Let's get into very actionable things. One is, I understood, and most software companies understand that they can't scale their business if all the adoption relies on purely themselves. In order for us to scale our adoption program, we implemented a few things. We implemented a group of folks that we called cloud champions. I've seen the champion model before. In a previous stint at another company, the vendor would pay a champion to be sitting at another vendor just to advocate for that brand. This is what we have. Starting with the folks of the early adopters, innovators, that are not necessarily as even distributed, but we also found folks that were interested and wanted to join. We're able to form a group of people across our major application groups. Again, it's roughly 600 applications, there's various application groups. We found that group of people, and said, let's build them, so that they can scale us. It's good. What do you equate this to? You could equate them to like evangelists. You could equate folks that are like startup meetups, and they do not work for the software company that created that software for the meetup. That's what we want with them.

There's a few caveats. One, they are vocal and loud, and you want that. They will be loud about the good and the bad. In the end, their natural result is that it is positive, because they will duly represent their needs and asks, and their app group. They'll also be your partners in this. Focusing on building this group of champions is something that will benefit you a lot. I think we're getting there in how to scale our organization, because I cannot scale my org, at the same rate that I need adoption to grow. We did that.

_INFORMATION GIVEN_

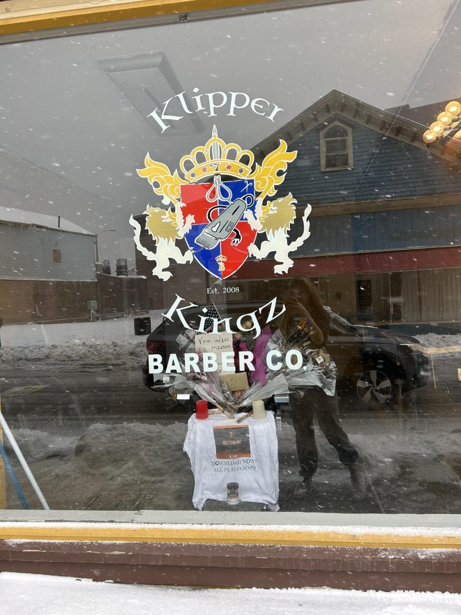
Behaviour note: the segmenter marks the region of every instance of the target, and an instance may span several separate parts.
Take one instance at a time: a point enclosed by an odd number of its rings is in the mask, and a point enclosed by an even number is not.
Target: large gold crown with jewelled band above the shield
[[[246,163],[242,162],[245,157],[248,158]],[[216,126],[213,126],[211,139],[205,145],[192,149],[188,156],[183,156],[179,165],[186,180],[195,182],[216,173],[248,177],[253,162],[253,152],[242,149],[237,143],[226,143],[218,137]]]

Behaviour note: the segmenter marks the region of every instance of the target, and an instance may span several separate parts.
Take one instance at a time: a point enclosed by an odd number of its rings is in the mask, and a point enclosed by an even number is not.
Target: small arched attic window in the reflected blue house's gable
[[[352,129],[333,122],[320,132],[320,170],[352,169]]]

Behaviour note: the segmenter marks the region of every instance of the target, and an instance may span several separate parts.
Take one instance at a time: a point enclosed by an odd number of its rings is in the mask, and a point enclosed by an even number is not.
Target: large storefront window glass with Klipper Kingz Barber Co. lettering
[[[459,510],[460,19],[2,45],[2,508]]]

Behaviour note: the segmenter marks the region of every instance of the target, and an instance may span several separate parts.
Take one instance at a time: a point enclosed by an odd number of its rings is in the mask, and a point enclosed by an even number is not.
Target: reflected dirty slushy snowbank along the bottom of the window
[[[284,423],[277,434],[283,510],[458,512],[458,419],[420,418],[418,424],[411,421],[399,426],[390,416],[369,416],[366,421],[345,419],[344,426],[373,485],[367,498],[358,503],[350,500],[349,473],[319,433],[321,462],[314,490],[309,494],[301,491],[301,499],[294,496],[301,484],[295,434],[293,426]],[[53,435],[45,429],[14,430],[52,509],[192,510],[194,478],[183,453],[186,417],[170,424],[93,423],[85,427],[76,422],[61,430]],[[6,447],[14,459],[7,442]],[[39,507],[17,470],[28,503]],[[20,507],[11,485],[8,507]]]

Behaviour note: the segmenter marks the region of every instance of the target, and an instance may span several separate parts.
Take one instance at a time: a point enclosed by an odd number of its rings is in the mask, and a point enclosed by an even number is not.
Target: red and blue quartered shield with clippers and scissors
[[[195,258],[212,276],[232,276],[248,258],[248,246],[256,231],[243,217],[254,211],[254,180],[221,181],[181,186],[184,220],[194,216],[191,230],[184,235]]]

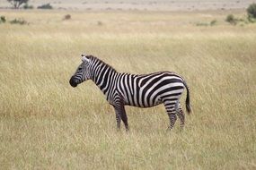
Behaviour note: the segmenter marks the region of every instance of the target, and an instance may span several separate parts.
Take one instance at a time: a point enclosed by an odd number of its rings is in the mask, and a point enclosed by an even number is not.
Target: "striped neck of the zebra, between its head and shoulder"
[[[118,75],[119,73],[113,68],[104,64],[99,70],[94,72],[93,81],[105,95],[108,95],[110,90],[114,89]]]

_WORK TASK 1_
In the text on cloud champions, roughly how many applications are said to exist across the application groups?
_WORK TASK 2_
Recast the paragraph of the text on cloud champions that begins "There's a few caveats" as a short bulleted list that keeps its main points.
_WORK TASK 3_
Pick up the text on cloud champions after its final sentence and write the next part.

_WRITTEN REPLY 1_
Roughly 600 applications.

_WRITTEN REPLY 2_
- Champions are vocal and loud, which is desirable.
- They speak up about both the good and the bad.
- The net result is positive, because they faithfully represent their needs, asks, and app group.
- They also act as partners in the effort.
- Building this group pays off significantly and helps scale the organization, since the org itself cannot grow as fast as adoption needs to.

_WRITTEN REPLY 3_
Addressing Uncertainty as a Practice

The second thing is now we need to deal with uncertainty as a practice. Knowing that the mainstream market is much less risk-prone, and again, the scale of the firm justifies treating almost like this is a traditional technology adoption lifecycle. What do you do to reduce the risk? We looked at the things that are not necessarily related to the product itself, or to moving to public cloud, but that are around the ecosystems of moving to the public cloud. Would someone know immediately how to operate that application, if moved to a public cloud environment? It's like, it seems the instructions are not there. Someone that is more responsible, is like, I cannot operate. I'm not going to go. I could migrate the application. I have the technological capability to do it. I even have the time, but what do I do once I migrate? We created this specific initiative to tackle data. What do you do once you're there? How do you operate? How do you perform backup? How do you perform restore? How do you perform an emergency management procedure? How do you have access to production pieces under an incident? Those are the things that are resolved on-prem, but you need to build, invent them almost, for a public cloud.

Data is a key thing for us. I think we were able to identify early on that the movement of data, either a one-off movement to migrate a database, or the constant movement through a pipeline. That's also key. There's a lot of governance aspects around data as well. We focused like, great, so we need to first be comfortable about the movement of the data, and about the pipelines to constantly move data there. We built a practice on this. By building a practice, it means that we actually have an initiative that is seeing this problem, treating it like a product. What are the customers asking, or what is it that they need? What capabilities could we implement in terms of either technology, or documentation, or training, or just one-off hands on assistance? SDLC is obvious. It needs to be there. SDLC or CI/CD will change from what you have on-prem to what you have on cloud environments.

Maybe another important point is how much we're investing in learning and enablement. We're finding that this has been very welcoming, because when you enable folks who work in public cloud, they are building their careers.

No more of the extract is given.